• _THE EXERCISE_
Transcribe each record exactly. Include every one.

• _SUPPLIED MATERIAL_
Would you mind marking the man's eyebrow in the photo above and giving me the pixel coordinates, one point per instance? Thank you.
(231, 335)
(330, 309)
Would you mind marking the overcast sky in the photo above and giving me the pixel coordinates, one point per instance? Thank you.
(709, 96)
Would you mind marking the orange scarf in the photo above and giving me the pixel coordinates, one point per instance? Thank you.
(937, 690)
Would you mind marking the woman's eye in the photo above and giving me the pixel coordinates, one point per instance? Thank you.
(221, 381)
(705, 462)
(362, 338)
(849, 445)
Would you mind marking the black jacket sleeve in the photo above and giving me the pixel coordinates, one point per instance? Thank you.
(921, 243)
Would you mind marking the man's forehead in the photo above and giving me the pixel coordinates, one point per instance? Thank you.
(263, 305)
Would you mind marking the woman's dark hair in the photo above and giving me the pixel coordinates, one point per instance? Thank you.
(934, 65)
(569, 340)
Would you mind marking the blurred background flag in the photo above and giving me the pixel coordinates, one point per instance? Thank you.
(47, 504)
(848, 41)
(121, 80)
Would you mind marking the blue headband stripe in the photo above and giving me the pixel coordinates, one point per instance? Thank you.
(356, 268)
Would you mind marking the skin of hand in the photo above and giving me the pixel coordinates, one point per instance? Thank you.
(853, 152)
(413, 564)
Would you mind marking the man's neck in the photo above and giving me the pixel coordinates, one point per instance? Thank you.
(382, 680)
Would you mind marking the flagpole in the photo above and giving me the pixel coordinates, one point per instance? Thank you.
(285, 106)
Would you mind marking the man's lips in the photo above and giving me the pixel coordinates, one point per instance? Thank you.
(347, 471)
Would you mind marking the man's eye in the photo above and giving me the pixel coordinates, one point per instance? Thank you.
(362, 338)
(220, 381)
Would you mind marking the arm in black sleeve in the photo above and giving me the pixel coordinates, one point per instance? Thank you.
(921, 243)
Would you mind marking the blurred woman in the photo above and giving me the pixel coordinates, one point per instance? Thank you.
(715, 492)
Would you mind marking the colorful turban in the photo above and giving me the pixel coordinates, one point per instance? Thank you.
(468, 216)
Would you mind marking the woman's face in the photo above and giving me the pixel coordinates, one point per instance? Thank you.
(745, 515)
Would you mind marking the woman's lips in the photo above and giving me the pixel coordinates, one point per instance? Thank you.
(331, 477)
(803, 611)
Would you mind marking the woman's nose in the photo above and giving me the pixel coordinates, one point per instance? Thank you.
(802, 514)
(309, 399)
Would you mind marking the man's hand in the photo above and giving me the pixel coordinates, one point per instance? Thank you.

• _RESPONSE TO THE EXERCISE_
Would you mind marking the man's eyebrow in the photo above and giving me the pixel coordinates, one point per instance? Thank you.
(231, 335)
(330, 309)
Would you mind marking the overcast sky in the photo above and giving me the pixel coordinates, one point per instance? Thank you.
(709, 96)
Would you mind marking the orange scarf in the photo above and giving me the pixel coordinates, one point per instance? Thank you.
(937, 690)
Would you mind marking the woman's eye in the photo above and giving me the pixel coordinates, one point per instance? Thank you.
(221, 381)
(705, 462)
(362, 338)
(849, 445)
Would you mind marking the black jacket sleeve in the photo above and giving me the pixel coordinates, one point per instance? Thank you.
(921, 243)
Would you mind marking the man's forehead in the photo above and giving me the pixel coordinates, one point per instance? Thank you.
(263, 305)
Would you mind marking the woman's dark hair in the photo above and giving me the pixel coordinates, one point per instance? Thank you.
(934, 65)
(569, 340)
Would you mind marking the blurred background flag in the photo above and giving me the pixel coordinates, one point per instance? Thank you.
(47, 504)
(848, 41)
(121, 80)
Would you mind marking the blue headband stripe in the photo above and giving me the pixel coordinates, one point per instance? Thank you.
(356, 268)
Would you mind marking the skin of hand in the photo above and giving me the pixel coordinates, one point per instance? Thank you.
(853, 152)
(413, 564)
Would you mind marking the man's neck in the photo above and giving me the pixel coordinates, one point per instance? Thank you.
(382, 680)
Would you mind marking the flagpole in the photo above and giving me the pixel coordinates, one point per instance? Thank you.
(285, 106)
Would you mind marking the man's lips in the photo above and giving me the pixel coordinates, one point per instance? Thank you.
(347, 471)
Would you mind marking the man's eye in the photo above and giving me the pixel coordinates, one point per instance? Thank you.
(362, 338)
(220, 381)
Would you mind marking the arm in black sleeve in the photo above and giving me the pixel coordinates, one point per instance? Thank you.
(921, 243)
Would you mind marking the blurred woman in the photo above and giving me the pixel coordinates, one point per instance? Thank you.
(715, 492)
Would you mind marking the colorful turban in the photo above and giving me the pixel coordinates, one point per instance? Thank you.
(468, 216)
Would you mind marking the woman's face in the photo above and giving me the pixel coordinates, one point per instance? Thank you.
(745, 515)
Would you mind marking the woman's lips in the photo above and giving me the pixel coordinates, one point per instance? Thank you.
(331, 477)
(803, 611)
Would you mind marking the woman's nose in the photo above and giving me the pixel coordinates, one point per instance? Thank you.
(802, 514)
(309, 399)
Would you mind marking the man's hand in the photo above and giving me the pixel coordinates, one point per instance? Thank you.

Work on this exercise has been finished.